• **CHALLENGE 1**
Which lines of the entries contain the string "cliff"? Copy each of those lines in full.

• **DOCUMENT**
--- Begin ---

Cannot import pyspark from a pipenv virtualenv as it cannot find py4j

I have built a docker image containing spark and pipenv. If I run python within the pipenv virtualenv and attempt to import pyspark, it fails with error "ModuleNotFoundError: No module named 'py4j'"

root@4d0ae585a52a:/tmp# pipenv run python -c "from pyspark.sql import SparkSession"
Traceback (most recent call last):
  File "<string>", line 1, in <module>
  File "/opt/spark/python/pyspark/__init__.py", line 46, in <module>
    from pyspark.context import SparkContext
  File "/opt/spark/python/pyspark/context.py", line 29, in <module>
    from py4j.protocol import Py4JError
ModuleNotFoundError: No module named 'py4j'

However, if I run pyspark within that same virtualenv there are no such problems:

root@4d0ae585a52a:/tmp# pipenv run pyspark
Python 3.7.4 (default, Sep 12 2019, 16:02:06) 
[GCC 6.3.0 20170516] on linux
Type "help", "copyright", "credits" or "license" for more information.
Setting default log level to "WARN".
To adjust logging level use sc.setLogLevel(newLevel). For SparkR, use setLogLevel(newLevel).
19/10/16 10:18:24 WARN NativeCodeLoader: Unable to load native-hadoop library for your platform... using builtin-java classes where applicable
19/10/16 10:18:33 WARN ObjectStore: Failed to get database global_temp, returning NoSuchObjectException
Welcome to
      ____              __
     / __/__  ___ _____/ /__
    _\ \/ _ \/ _ `/ __/  '_/
   /__ / .__/\_,_/_/ /_/\_\   version 2.2.1
      /_/

Using Python version 3.7.4 (default, Sep 12 2019 16:02:06)
SparkSession available as 'spark'.
>>> spark.createDataFrame([('Alice',)], ['name']).collect()
[Row(name='Alice')]

I admit I copied alot of the code for my Dockerfile from elsewhere so I'm not fully au fait with how this hangs together under the covers. I was hoping having py4j on the PYTHONPATH would be enough, but apparently not. I can confirm that it is there on the PYTHONPATH and that it exists:

root@4d0ae585a52a:/tmp# pipenv run python -c "import os;print(os.environ['PYTHONPATH'])"
/opt/spark/python:/opt/spark/python/lib/py4j-0.10.7-src.zip:
root@4d0ae585a52a:/tmp# pipenv run ls /opt/spark/python/lib/py4j*
/opt/spark/python/lib/py4j-0.10.4-src.zip

Can anyone suggest what I can do to make py4j available to my python interpreter in my virtualenv?

--- End ---

• **CHALLENGE 2**
Answer these questions about the pyspark post:
(a) What error does the attempt to import pyspark in the pipenv virtualenv produce?
(b) Which Python version is reported when pyspark is run within the same virtualenv?
(c) What Spark version does the welcome banner show?

• **THE RECORDS**

--- Begin ---

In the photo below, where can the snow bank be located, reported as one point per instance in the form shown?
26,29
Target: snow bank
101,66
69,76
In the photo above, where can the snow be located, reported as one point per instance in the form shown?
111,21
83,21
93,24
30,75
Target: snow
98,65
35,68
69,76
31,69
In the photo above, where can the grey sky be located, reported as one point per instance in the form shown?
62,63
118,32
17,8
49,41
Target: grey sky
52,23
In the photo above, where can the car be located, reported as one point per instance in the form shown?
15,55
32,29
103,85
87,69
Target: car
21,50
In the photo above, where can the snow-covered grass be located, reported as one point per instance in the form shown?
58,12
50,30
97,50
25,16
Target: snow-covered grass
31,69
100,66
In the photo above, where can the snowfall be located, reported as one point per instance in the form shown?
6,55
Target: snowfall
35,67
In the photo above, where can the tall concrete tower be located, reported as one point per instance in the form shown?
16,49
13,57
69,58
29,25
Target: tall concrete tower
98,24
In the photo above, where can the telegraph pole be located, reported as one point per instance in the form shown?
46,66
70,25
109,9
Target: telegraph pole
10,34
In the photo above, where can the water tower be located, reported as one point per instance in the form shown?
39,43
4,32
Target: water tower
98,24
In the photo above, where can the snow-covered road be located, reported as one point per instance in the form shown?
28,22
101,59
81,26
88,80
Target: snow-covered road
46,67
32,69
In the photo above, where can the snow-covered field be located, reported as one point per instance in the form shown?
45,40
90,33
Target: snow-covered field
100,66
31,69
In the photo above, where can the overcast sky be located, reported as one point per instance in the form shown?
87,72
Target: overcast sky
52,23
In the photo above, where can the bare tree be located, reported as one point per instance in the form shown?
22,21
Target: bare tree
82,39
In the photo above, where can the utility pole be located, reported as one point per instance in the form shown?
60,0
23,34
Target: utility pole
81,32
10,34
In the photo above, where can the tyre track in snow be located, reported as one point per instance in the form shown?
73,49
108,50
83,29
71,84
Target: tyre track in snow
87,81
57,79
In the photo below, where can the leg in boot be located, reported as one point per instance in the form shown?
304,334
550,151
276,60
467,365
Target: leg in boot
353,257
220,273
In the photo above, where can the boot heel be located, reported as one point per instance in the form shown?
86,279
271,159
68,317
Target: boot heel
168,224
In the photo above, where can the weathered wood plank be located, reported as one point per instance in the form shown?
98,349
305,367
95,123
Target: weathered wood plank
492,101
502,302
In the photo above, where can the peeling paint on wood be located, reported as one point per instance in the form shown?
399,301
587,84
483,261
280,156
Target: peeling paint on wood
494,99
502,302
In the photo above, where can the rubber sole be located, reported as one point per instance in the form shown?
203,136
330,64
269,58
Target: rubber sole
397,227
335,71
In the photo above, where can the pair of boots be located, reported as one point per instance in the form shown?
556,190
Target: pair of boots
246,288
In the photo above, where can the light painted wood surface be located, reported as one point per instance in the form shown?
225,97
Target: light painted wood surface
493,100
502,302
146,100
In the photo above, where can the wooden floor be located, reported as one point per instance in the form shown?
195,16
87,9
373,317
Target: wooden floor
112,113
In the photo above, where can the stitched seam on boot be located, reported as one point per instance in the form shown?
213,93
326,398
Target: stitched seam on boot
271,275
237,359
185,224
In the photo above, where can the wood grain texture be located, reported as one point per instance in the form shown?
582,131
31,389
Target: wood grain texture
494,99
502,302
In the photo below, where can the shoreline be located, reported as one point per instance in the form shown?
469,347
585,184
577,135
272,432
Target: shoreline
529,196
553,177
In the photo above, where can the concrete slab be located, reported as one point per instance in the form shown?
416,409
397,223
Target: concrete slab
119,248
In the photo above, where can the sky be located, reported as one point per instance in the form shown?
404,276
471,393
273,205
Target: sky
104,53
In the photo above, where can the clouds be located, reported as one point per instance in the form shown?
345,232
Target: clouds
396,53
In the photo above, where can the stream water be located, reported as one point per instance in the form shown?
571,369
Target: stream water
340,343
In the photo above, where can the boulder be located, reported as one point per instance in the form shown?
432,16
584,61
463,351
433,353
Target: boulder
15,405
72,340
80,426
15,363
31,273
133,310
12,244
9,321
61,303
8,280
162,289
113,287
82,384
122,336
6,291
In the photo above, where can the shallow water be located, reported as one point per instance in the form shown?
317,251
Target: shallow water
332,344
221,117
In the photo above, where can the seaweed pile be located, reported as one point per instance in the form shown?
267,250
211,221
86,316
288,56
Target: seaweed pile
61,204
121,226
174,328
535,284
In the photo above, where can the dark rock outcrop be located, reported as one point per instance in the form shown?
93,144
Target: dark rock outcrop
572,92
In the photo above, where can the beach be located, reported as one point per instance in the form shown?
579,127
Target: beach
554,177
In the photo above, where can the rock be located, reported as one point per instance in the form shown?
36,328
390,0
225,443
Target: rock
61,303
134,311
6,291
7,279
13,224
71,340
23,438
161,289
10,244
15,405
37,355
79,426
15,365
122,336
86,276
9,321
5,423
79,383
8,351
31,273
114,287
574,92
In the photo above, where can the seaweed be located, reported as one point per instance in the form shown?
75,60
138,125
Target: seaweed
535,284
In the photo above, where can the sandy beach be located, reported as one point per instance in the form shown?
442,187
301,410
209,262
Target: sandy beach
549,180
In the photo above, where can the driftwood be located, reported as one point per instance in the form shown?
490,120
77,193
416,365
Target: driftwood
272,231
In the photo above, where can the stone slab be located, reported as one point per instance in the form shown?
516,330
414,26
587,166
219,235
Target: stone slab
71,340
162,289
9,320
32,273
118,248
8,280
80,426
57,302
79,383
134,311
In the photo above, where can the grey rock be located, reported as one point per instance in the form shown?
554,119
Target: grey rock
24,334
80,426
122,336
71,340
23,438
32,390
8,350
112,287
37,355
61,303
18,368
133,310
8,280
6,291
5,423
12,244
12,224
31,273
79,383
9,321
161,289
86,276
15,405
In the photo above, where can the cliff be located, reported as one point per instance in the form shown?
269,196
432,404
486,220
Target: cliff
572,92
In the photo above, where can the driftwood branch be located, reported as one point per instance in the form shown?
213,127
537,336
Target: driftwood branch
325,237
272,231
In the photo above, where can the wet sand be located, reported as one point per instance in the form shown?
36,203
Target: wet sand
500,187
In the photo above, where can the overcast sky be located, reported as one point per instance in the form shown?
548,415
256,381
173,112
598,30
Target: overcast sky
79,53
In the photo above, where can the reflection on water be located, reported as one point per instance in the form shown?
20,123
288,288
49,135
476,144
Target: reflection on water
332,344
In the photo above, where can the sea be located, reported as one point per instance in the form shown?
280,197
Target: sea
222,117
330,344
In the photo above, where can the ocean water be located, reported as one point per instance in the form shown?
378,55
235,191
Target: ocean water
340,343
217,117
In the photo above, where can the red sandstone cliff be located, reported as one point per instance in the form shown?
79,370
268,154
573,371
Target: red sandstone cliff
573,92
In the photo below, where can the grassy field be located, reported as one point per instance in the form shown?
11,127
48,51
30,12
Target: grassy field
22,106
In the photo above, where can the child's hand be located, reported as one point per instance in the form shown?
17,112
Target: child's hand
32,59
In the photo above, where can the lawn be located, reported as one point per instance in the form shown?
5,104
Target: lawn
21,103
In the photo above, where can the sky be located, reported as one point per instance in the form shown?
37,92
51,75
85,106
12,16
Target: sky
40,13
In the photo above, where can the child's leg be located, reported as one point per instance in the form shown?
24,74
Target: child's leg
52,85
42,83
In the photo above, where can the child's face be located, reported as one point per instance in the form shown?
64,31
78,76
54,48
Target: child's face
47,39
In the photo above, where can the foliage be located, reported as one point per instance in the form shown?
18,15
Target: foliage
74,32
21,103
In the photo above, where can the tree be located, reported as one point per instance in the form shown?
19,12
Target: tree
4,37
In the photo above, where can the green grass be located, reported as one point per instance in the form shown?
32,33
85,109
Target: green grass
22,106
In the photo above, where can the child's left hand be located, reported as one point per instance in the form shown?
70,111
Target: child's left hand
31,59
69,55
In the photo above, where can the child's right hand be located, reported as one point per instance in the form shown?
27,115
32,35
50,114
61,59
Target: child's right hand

--- End ---

• **OUTPUT 1**
In the photo above, where can the cliff be located, reported as one point per instance in the form shown?
Target: cliff
In the photo above, where can the red sandstone cliff be located, reported as one point per instance in the form shown?
Target: red sandstone cliff

• **OUTPUT 2**
(a) ModuleNotFoundError: No module named 'py4j'
(b) Python 3.7.4
(c) Version 2.2.1